Data rows
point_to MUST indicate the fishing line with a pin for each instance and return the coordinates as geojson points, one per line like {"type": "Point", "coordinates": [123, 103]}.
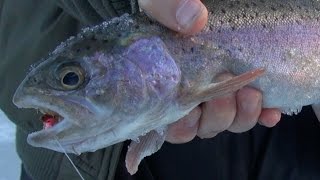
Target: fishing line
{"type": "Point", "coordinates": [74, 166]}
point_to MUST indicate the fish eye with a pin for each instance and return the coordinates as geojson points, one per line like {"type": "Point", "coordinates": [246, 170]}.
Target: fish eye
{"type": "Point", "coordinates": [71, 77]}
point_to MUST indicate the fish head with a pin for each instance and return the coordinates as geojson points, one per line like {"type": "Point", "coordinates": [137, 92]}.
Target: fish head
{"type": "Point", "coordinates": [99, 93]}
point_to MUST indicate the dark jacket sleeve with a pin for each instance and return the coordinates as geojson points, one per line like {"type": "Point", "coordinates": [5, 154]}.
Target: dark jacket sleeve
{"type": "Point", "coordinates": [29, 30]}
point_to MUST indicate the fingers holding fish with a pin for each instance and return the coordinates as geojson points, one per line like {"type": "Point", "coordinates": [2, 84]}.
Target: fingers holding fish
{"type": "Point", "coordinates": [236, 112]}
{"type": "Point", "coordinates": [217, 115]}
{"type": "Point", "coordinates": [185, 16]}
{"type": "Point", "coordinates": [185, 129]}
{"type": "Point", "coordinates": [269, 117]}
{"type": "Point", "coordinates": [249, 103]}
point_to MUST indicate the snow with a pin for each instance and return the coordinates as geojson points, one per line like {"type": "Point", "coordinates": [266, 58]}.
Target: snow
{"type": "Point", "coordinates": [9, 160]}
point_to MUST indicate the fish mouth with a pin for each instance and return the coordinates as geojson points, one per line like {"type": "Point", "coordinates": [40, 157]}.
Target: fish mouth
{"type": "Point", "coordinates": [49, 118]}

What you are asked to do
Reproduce the rows from the line containing "point_to MUST indicate the fish head" through the end of the rows, character for character.

Problem solution
point_to MUST indicate the fish head with a pin for each instance and return the coordinates as geojson points, one per line like {"type": "Point", "coordinates": [137, 92]}.
Target: fish head
{"type": "Point", "coordinates": [99, 93]}
point_to MUST indicate the dark jacket sleeve with a pin for each instance and return the coordinates as geojson points, one per line like {"type": "Point", "coordinates": [5, 154]}.
Target: dark jacket sleeve
{"type": "Point", "coordinates": [29, 30]}
point_to MUST indicate the fingers holding fish with a pin for each instance and return the coordinates as geojson points, one per line like {"type": "Point", "coordinates": [2, 84]}.
Target: fingers holding fish
{"type": "Point", "coordinates": [236, 112]}
{"type": "Point", "coordinates": [217, 115]}
{"type": "Point", "coordinates": [185, 16]}
{"type": "Point", "coordinates": [185, 129]}
{"type": "Point", "coordinates": [269, 117]}
{"type": "Point", "coordinates": [249, 103]}
point_to MUST indicate the snow with a pin for each instance and return the coordinates as geojson points, one per line like {"type": "Point", "coordinates": [266, 58]}.
Target: snow
{"type": "Point", "coordinates": [9, 160]}
point_to MUST indicate the fish mouth with a pin for each instance and return the coordinates as geojson points, one per line like {"type": "Point", "coordinates": [40, 157]}.
Target: fish mouth
{"type": "Point", "coordinates": [49, 118]}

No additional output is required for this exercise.